TASK REQUIREMENTS =
Your response must be made up of each line in the data below that contains the string "bare".

____________

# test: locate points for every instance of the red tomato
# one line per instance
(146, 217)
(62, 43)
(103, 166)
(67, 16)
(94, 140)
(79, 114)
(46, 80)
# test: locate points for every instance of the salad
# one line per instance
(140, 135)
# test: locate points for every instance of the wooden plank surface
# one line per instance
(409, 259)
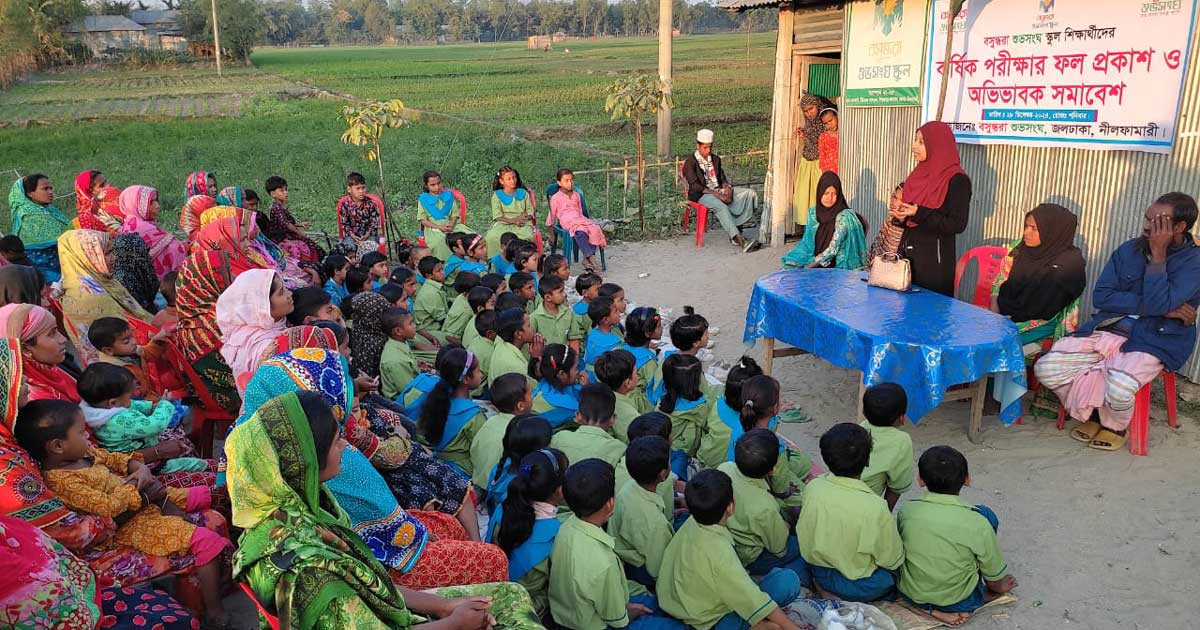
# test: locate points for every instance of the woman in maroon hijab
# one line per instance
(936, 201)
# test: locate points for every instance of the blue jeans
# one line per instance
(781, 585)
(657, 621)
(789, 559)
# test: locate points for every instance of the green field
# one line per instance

____________

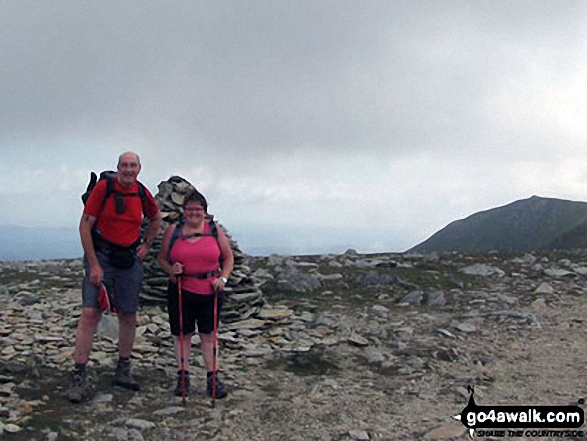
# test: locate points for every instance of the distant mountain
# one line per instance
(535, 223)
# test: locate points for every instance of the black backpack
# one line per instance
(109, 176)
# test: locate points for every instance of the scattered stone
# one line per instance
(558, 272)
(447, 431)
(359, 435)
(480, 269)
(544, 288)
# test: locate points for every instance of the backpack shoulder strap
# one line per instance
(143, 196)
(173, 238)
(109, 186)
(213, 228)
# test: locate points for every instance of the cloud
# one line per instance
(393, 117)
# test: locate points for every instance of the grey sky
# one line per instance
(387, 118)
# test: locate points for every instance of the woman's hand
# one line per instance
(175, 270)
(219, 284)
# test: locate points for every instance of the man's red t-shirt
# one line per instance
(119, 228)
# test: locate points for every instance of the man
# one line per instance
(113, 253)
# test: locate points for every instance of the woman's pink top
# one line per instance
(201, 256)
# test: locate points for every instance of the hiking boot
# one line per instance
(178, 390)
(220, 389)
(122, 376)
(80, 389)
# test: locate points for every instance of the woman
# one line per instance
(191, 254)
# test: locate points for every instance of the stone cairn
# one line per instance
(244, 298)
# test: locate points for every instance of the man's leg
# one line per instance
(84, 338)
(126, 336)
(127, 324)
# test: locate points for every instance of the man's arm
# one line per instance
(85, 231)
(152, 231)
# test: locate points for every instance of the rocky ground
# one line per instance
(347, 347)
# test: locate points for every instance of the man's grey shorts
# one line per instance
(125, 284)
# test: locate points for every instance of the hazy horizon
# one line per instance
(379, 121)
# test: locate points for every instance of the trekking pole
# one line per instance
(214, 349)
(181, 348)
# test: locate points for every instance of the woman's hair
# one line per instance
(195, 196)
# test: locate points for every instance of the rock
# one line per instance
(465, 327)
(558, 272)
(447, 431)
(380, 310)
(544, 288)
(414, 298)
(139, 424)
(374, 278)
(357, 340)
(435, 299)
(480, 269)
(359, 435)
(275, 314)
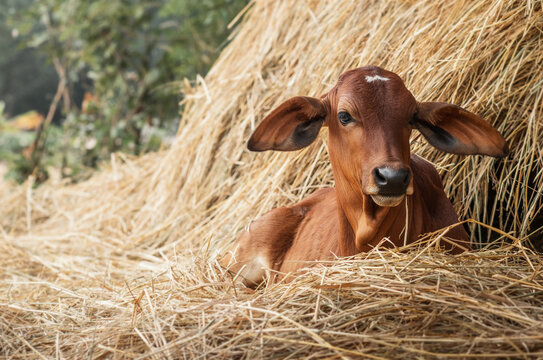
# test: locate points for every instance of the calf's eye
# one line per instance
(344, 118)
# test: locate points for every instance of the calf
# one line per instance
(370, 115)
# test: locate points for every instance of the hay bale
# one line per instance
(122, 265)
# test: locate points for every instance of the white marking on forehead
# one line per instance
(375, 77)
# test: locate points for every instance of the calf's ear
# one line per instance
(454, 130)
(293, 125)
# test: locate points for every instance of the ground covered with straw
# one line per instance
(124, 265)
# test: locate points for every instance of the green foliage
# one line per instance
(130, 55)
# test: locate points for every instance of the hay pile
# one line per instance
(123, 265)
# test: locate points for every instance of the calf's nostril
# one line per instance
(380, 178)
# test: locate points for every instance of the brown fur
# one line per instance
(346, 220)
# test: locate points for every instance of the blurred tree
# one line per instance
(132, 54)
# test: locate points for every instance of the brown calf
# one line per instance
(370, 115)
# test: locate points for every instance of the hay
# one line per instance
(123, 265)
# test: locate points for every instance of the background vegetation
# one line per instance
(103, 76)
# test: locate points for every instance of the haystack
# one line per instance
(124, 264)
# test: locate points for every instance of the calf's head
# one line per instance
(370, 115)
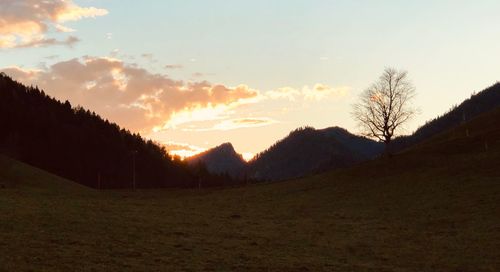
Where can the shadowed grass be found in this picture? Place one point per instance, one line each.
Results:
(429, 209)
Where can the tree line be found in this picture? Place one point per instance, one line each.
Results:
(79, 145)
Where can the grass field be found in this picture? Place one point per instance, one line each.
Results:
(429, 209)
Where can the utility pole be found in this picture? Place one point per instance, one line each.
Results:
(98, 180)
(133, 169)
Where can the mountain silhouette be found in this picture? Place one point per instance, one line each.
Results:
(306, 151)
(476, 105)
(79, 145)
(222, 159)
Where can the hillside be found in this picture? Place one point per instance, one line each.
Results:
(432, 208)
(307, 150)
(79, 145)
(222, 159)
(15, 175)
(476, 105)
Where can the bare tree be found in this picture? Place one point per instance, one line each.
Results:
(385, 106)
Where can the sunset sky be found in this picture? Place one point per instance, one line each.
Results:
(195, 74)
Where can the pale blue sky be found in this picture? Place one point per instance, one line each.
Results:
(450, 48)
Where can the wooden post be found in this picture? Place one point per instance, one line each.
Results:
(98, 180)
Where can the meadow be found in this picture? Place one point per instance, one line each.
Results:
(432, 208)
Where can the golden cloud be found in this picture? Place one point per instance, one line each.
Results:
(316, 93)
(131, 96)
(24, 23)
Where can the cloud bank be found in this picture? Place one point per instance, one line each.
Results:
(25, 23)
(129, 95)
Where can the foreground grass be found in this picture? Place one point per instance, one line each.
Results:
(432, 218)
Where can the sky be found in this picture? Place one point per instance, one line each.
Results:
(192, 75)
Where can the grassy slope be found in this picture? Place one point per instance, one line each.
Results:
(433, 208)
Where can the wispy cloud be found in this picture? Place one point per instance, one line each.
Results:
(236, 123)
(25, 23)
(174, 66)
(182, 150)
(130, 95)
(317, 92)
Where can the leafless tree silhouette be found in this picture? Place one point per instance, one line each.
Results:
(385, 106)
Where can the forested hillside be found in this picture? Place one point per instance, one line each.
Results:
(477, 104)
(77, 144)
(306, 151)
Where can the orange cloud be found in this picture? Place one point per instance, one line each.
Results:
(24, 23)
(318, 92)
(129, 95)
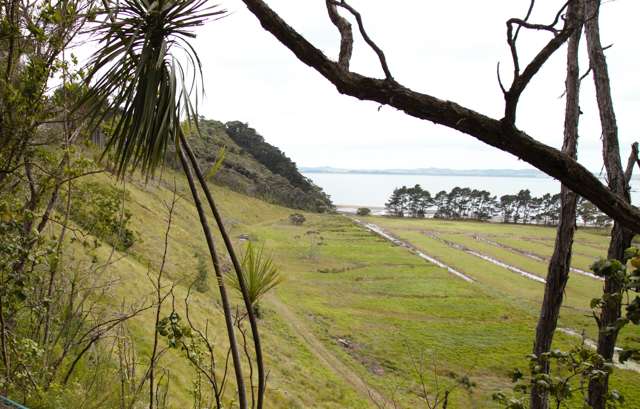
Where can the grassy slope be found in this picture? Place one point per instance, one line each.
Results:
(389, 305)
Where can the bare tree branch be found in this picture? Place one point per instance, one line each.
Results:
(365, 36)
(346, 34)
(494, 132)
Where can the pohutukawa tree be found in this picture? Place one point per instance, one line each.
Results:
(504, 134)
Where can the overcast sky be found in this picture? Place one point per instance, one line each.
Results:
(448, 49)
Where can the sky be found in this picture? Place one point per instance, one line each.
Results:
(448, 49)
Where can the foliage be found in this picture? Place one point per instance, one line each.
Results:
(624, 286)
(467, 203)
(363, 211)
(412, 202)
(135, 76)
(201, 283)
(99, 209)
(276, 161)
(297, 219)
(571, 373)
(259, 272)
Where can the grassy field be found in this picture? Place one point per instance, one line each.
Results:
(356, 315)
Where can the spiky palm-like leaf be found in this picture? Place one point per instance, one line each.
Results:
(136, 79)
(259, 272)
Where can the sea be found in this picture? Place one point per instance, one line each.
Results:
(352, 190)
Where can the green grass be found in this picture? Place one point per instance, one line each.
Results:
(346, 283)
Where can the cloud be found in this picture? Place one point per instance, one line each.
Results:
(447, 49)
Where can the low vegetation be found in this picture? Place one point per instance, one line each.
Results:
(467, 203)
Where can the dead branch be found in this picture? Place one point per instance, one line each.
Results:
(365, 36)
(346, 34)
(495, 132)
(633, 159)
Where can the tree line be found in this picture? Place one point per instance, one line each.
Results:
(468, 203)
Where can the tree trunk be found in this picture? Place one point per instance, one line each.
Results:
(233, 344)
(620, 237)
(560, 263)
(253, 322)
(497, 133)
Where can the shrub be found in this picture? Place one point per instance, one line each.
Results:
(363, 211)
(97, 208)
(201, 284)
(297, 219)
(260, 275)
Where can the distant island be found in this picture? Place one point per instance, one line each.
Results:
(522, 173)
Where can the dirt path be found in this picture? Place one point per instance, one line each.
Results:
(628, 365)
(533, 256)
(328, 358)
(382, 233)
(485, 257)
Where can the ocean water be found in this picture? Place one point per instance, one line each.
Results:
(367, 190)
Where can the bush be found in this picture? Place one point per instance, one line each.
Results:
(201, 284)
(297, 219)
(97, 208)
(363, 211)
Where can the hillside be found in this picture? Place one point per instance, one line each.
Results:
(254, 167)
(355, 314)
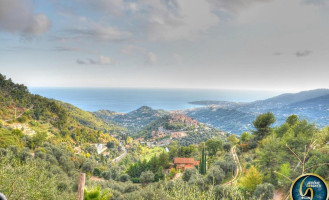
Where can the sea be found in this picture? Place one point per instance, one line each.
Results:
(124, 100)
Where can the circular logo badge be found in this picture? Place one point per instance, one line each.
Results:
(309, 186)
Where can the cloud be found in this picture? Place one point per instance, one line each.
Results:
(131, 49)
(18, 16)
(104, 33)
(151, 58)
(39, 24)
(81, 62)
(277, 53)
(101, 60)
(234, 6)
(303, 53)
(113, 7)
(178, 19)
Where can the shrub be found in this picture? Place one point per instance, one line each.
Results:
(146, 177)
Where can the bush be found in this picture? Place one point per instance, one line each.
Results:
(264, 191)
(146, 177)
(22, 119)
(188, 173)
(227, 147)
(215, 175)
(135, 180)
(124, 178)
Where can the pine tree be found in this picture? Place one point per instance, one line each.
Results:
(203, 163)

____________

RESULT FOR THIS EXERCISE =
Where can the bare tree be found in this picture? Place one point per instance, one line each.
Where can the bare tree branch be found in this picture? Place one point per instance, one line each.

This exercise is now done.